▶ _WHAT TO WORK ON_
Reproduce verbatim the rows below, from the line containing "Phrase: foul line" up to and including the line containing "(1120, 314)".

===== SUPPLIED MATERIAL =====

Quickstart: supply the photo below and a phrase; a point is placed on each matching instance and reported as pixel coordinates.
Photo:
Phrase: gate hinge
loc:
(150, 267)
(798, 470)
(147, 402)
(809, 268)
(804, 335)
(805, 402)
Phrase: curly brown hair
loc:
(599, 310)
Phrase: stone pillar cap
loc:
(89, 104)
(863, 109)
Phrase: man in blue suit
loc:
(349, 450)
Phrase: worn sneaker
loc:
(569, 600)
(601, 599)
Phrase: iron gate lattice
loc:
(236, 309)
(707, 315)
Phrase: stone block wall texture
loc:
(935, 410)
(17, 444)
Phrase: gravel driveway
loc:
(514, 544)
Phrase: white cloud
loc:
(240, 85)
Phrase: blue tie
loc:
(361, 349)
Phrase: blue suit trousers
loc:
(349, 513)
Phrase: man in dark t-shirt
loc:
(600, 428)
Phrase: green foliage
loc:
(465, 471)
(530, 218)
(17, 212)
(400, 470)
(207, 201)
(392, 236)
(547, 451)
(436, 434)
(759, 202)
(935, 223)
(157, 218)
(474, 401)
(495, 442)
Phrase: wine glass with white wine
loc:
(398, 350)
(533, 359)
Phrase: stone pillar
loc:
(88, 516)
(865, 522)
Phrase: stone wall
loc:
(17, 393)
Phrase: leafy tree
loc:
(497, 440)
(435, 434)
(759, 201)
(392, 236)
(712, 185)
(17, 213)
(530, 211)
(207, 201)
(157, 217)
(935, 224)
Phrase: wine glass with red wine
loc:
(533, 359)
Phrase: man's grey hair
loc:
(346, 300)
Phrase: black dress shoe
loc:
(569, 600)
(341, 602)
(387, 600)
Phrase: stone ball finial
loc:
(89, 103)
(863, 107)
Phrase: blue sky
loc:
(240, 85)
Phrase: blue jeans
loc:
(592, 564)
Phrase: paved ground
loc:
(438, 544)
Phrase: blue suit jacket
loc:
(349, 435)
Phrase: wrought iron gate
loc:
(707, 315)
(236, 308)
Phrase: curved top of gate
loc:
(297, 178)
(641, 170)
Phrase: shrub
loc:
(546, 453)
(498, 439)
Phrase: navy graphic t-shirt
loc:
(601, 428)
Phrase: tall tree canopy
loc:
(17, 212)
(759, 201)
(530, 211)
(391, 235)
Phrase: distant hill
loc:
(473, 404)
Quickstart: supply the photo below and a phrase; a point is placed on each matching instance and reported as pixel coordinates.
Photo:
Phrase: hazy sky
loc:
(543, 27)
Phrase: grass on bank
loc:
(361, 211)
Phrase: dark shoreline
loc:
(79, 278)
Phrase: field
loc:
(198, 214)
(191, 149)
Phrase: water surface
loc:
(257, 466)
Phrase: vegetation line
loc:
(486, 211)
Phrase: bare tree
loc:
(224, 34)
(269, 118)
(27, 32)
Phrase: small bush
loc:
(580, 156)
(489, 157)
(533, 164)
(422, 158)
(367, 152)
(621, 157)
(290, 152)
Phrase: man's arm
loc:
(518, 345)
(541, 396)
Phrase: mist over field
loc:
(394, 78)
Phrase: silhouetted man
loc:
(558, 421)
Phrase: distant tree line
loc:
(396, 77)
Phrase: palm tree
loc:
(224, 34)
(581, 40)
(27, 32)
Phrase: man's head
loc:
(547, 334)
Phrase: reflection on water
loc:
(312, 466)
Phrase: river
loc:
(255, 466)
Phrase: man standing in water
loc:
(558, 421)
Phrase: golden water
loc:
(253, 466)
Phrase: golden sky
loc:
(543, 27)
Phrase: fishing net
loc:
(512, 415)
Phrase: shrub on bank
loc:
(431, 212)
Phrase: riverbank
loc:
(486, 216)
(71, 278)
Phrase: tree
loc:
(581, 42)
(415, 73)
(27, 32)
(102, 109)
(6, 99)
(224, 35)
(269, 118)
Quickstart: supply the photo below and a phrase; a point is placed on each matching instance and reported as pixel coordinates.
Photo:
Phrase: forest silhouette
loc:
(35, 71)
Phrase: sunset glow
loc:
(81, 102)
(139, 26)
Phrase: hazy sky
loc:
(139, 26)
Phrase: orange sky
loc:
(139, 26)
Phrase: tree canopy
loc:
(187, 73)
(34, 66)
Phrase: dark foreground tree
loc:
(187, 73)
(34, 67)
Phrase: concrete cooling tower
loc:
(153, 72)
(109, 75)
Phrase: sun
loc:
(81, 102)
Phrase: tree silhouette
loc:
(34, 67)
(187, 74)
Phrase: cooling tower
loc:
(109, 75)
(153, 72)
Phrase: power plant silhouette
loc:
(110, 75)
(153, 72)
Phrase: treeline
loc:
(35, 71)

=====
===== SUPPLIED MATERIAL =====

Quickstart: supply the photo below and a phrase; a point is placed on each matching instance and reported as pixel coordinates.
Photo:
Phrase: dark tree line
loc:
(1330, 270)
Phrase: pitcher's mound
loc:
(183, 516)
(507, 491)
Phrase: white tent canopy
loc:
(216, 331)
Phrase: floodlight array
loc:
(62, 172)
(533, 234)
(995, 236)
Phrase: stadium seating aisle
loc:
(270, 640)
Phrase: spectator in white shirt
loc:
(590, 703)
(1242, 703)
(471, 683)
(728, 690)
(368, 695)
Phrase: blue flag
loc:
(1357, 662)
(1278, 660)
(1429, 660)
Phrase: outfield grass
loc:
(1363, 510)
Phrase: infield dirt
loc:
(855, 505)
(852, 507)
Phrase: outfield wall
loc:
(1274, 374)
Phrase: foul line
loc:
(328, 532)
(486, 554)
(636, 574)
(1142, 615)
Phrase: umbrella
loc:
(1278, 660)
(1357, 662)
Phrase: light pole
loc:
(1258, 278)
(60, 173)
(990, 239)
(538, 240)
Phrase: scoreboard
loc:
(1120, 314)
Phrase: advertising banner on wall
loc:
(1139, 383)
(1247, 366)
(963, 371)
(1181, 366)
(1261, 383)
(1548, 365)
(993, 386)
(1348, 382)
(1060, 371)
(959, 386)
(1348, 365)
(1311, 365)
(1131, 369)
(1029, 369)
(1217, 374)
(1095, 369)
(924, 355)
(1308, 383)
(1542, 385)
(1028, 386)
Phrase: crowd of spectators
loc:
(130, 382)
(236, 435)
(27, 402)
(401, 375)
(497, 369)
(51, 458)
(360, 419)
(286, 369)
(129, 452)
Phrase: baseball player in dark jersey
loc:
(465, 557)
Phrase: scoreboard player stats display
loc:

=====

▶ _RESPONSE_
Phrase: foul line
loc:
(328, 532)
(486, 554)
(636, 574)
(1142, 615)
Phrase: umbrella
loc:
(1278, 660)
(1357, 662)
Phrase: light pole
loc:
(1258, 278)
(60, 173)
(990, 239)
(538, 240)
Phrase: scoreboard
loc:
(1120, 314)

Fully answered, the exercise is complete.